Welsh Asian Women Achievement Awards success
29 April 2013
The achievements of Welsh Asian women have been celebrated at an inspiring awards ceremony in Cardiff (Saturday April 27).
Cardiff University's Professor Meena Upadhyaya established the Welsh Asian Women Achievement Awards to recognise Asian women who have made a significant contribution to Wales and Welsh life.
Awards were given out for achievement in the categories of Science, Technology and Medicine; Arts; Business, Management and Leadership and Social and Humanitarian. This is the only recognition scheme currently in place in Wales that identifies, publicises and applauds the merits of Asian women in these areas.
Professor Upadhyaya, School of Medicine said: "I was inspired and humbled by the exciting stories and the achievements of so many wonderful women. The atmosphere was warm, friendly and celebratory and I was delighted to welcome a panel of very distinguished guests and representatives from India, Pakistan, Bangladesh, Sri Lanka, Nepal, Afghanistan, Malaysia, Japan and China to help us celebrate the event."
The 2013 ceremony is the second in the Award's history and featured traditional Indian dance, music and song from acclaimed performers including internationally acclaimed singer Sunita Menon and musician Ketan Salim.
Award winners included Indu Deglurkar in the category of Science, Technology and Medicine. Indu is a consultant Cardiothoracic surgeon at the University Hospital of Wales, one of only five female consultant cardiac surgeons in the UK. Indu was joint winner of this category along with Chandrika Joshi.

** Work instructions **
[A] From the article on the awards, reproduce the passage starting at "Welsh Asian Women Achievement Awards success" and ending at "and Welsh life.".
[B] Do the following statements agree with the article on the awards? Answer yes or no for each, quoting the deciding words of the article. (i) The 2013 ceremony was the first in the Award's history. (ii) Indu Deglurkar shared the Science, Technology and Medicine award with Chandrika Joshi. (iii) The awards ceremony took place in Cardiff.

** Provided information **
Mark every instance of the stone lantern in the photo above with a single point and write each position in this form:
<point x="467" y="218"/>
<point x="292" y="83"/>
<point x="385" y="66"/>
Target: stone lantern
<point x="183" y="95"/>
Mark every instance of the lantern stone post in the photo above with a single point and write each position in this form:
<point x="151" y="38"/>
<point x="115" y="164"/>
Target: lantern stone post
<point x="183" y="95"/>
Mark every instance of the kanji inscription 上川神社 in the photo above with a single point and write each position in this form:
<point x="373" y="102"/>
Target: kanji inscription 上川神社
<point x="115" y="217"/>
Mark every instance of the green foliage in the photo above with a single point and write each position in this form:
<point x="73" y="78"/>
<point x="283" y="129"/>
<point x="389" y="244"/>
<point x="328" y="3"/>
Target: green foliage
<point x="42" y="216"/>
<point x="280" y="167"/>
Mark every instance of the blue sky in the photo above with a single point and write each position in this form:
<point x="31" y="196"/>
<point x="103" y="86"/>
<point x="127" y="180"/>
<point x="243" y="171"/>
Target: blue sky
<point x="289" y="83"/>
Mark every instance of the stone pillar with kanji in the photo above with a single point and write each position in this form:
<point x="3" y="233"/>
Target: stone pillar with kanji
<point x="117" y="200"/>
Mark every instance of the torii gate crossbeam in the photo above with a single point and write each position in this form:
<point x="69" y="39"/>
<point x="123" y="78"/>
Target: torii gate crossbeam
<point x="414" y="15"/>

* * *

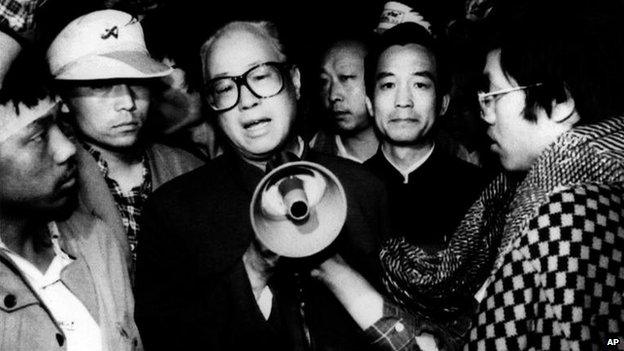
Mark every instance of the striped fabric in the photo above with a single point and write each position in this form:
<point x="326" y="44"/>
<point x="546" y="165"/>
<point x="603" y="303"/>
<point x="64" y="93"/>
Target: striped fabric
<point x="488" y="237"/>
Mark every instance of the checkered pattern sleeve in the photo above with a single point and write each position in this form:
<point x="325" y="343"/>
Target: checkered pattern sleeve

---

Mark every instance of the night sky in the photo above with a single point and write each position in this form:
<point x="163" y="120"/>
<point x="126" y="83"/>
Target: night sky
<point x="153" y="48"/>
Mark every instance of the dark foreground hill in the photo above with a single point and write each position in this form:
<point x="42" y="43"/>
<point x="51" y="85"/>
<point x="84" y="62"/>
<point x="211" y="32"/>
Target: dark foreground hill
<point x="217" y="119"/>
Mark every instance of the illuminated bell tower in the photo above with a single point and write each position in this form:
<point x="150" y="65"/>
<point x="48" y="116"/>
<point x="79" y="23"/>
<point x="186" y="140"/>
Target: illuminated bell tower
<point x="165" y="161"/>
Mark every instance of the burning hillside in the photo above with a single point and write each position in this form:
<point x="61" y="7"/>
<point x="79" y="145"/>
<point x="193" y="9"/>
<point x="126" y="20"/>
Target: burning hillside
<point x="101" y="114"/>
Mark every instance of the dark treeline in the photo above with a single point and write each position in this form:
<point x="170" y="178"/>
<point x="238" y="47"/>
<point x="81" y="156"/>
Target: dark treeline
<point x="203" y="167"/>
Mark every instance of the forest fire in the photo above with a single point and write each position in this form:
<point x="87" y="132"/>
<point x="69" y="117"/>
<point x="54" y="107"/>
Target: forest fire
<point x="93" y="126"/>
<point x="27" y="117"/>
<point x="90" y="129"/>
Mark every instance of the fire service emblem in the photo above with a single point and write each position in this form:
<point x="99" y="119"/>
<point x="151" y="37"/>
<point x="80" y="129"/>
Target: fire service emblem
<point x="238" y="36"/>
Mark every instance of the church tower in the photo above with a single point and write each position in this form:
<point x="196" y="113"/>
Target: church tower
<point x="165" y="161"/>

** Answers in order **
[A]
Welsh Asian Women Achievement Awards success
29 April 2013
The achievements of Welsh Asian women have been celebrated at an inspiring awards ceremony in Cardiff (Saturday April 27).
Cardiff University's Professor Meena Upadhyaya established the Welsh Asian Women Achievement Awards to recognise Asian women who have made a significant contribution to Wales and Welsh life.

[B]
(i) No: "The 2013 ceremony is the second in the Award's history"
(ii) Yes: "Indu was joint winner of this category along with Chandrika Joshi."
(iii) Yes: "an inspiring awards ceremony in Cardiff"